- **TEXT FOR ANALYSIS**
--- START ---
Big tobacco companies contributed $67,000 to Utah office holders and their political action committees in 2009, as lawmakers wrangle over whether to nearly triple the state’s cigarette tax.
Many elected officials in Utah — including Gov. Gary Herbert and Senate President Michael Waddoups — refuse contributions from alcohol and tobacco companies.
But more than a third of legislators did receive money from Altria Client Services Inc. and Reynolds American Inc. Altria is the parent company of Phillip Morris, the maker of Marlboro and other brands and the nation’s largest cigarette maker. Reynolds American Inc. makes Camel cigarettes and other brands.
“Just personally, it concerns me that the money [legislators] receive came from the poison these folks sold and I wish they were a little more discrete about accepting it,” said Michael Siler, government relations director for the Utah chapter of the American Cancer Society Cancer Action Network.
Senate Majority Leader Sheldon Killpack, who received $1,500 last year from Altria, said he has no problem taking the money and disclosing it, but it doesn’t affect his votes.
“If you can’t look at somebody straight in the face and take their money and vote according to your conscience, you probably shouldn’t take the money,” Killpack said.
Waddoups said he no longer accepts contributions from tobacco companies, after constituents voiced objections. However, the Senate Leadership
Political Action Committee, which Waddoups and other members of Senate leadership lead, received a total of $14,000 from Altria and Reynolds.
Herbert received a $5,000 contribution from Altria last year. But a spokeswoman said the governor has a policy against taking money from alcohol and tobacco companies and the contribution was returned.
--- END ---
- **INFORMATION PROVIDED**
--- START ---
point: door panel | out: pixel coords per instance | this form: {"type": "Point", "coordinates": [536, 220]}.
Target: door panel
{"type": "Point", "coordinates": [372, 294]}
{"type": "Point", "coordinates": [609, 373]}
--- END ---
- **WHAT YOU NEED TO DO**
Decide whether each statement agrees with the article on tobacco money in Utah, answering yes or no and quoting the words of the article that settle it: (a) Sheldon Killpack took $1,500 from Altria last year. (b) Gary Herbert kept the $5,000 Altria gave him. (c) The Senate Leadership Political Action Committee got its tobacco money from Altria alone.

- **TASK OUTPUT**
(a) Yes: "who received $1,500 last year from Altria"
(b) No: "the contribution was returned"
(c) No: "received a total of $14,000 from Altria and Reynolds"